Could you show each line of the records that contains the word "wooden"?
── The data
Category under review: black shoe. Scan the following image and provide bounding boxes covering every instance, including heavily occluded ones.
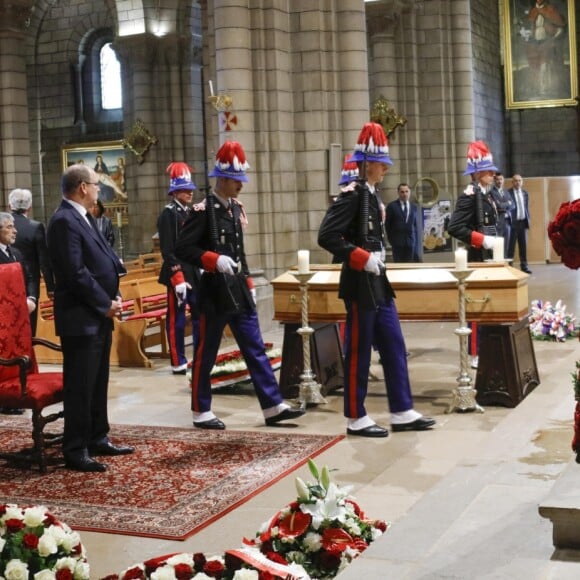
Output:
[172,368,187,375]
[88,441,135,456]
[347,424,389,438]
[265,408,305,426]
[65,455,107,472]
[521,267,532,274]
[193,417,226,430]
[391,417,436,432]
[0,407,25,415]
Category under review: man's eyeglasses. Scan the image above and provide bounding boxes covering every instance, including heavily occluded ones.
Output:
[83,181,100,186]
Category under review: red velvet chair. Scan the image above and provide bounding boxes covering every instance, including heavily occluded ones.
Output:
[0,262,64,472]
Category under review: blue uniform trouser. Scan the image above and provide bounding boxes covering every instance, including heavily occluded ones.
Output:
[166,287,200,368]
[191,309,283,413]
[343,298,413,419]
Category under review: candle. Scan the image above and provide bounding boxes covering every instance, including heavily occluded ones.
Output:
[454,247,467,271]
[116,212,122,228]
[493,237,504,262]
[297,250,310,274]
[209,80,214,97]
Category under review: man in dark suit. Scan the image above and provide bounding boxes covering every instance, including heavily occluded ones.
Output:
[489,172,513,259]
[9,188,55,334]
[507,174,532,274]
[0,212,37,415]
[47,164,134,472]
[385,183,420,262]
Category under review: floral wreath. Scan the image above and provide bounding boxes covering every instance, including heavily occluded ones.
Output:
[547,198,580,270]
[0,504,90,580]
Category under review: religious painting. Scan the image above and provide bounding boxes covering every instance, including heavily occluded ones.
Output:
[61,141,128,222]
[422,200,452,254]
[503,0,577,109]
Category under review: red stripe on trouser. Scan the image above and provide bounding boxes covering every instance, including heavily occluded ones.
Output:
[191,314,206,412]
[167,290,179,366]
[348,304,359,416]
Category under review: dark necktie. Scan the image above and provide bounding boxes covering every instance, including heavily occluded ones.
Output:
[402,203,408,221]
[5,246,14,261]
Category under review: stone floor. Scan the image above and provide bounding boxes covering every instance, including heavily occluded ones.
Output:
[40,263,580,578]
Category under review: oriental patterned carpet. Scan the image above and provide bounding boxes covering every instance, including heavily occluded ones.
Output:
[0,419,343,540]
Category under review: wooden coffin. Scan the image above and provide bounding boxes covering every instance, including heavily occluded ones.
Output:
[271,262,530,323]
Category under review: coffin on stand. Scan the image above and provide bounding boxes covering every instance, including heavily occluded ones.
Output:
[271,263,539,406]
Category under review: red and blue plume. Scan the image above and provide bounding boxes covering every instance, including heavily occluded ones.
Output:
[209,141,250,182]
[351,122,393,165]
[166,162,194,180]
[339,154,359,185]
[166,162,196,193]
[463,140,498,175]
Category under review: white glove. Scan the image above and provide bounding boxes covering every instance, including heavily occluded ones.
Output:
[250,287,257,305]
[482,235,495,250]
[26,298,36,314]
[363,253,384,276]
[174,282,189,303]
[216,255,237,275]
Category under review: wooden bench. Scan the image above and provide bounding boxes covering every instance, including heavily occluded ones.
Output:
[35,273,172,368]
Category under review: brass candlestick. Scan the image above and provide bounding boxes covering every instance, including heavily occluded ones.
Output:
[446,269,484,414]
[290,270,326,406]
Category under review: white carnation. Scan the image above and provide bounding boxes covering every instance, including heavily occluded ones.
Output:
[191,574,213,580]
[60,531,81,553]
[55,557,77,571]
[47,525,67,544]
[302,532,322,552]
[4,560,29,580]
[371,527,383,540]
[23,506,47,528]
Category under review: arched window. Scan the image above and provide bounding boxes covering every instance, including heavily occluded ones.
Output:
[100,43,122,110]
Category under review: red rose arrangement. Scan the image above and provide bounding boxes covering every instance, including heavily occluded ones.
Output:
[547,198,580,270]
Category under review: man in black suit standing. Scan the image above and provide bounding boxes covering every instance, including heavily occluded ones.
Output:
[490,173,513,259]
[385,183,420,262]
[507,174,532,274]
[9,189,55,334]
[47,164,133,472]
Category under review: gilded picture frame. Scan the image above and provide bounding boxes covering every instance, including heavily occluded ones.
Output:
[503,0,577,109]
[61,140,128,223]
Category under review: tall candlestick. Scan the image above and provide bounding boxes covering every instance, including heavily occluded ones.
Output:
[209,80,214,97]
[493,237,504,262]
[297,250,310,274]
[116,211,122,228]
[454,247,467,271]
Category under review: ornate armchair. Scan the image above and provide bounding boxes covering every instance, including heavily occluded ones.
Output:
[0,262,64,472]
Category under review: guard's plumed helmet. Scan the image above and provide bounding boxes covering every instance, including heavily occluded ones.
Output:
[338,154,359,185]
[209,141,250,183]
[167,162,196,194]
[463,141,498,175]
[351,122,393,165]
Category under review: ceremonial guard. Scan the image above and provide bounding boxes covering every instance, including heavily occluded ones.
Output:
[447,141,499,262]
[318,122,435,437]
[157,162,201,374]
[175,141,304,430]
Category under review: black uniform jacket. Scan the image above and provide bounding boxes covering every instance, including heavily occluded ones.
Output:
[318,182,395,311]
[175,194,253,315]
[447,185,498,262]
[157,199,200,289]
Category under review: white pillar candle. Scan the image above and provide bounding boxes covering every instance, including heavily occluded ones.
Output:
[297,249,310,274]
[454,247,467,270]
[493,237,504,262]
[116,211,122,228]
[209,80,214,96]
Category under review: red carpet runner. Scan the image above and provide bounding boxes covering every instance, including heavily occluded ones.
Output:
[0,420,343,540]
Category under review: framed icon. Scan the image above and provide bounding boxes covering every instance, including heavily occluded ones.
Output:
[503,0,577,109]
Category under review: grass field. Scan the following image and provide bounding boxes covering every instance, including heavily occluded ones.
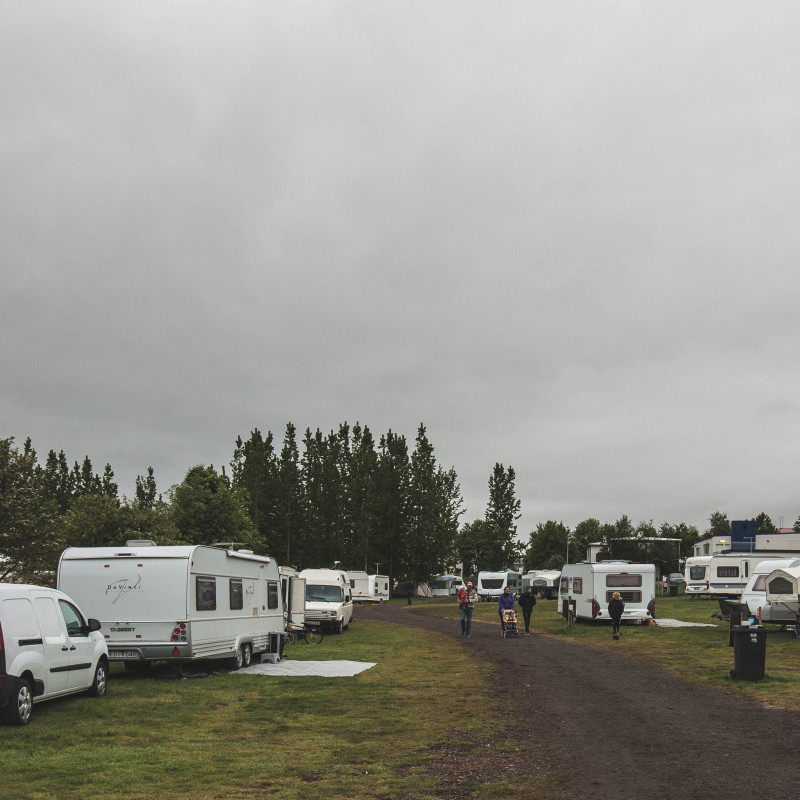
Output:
────
__Result__
Category under review: wooden coffin. Scan the image above and provide bounding boxes covering every instance, including heavily occluded ones.
Category under review: wooden bench. Scan the image above and provide bounding boxes covering every instance, including heavily occluded ones.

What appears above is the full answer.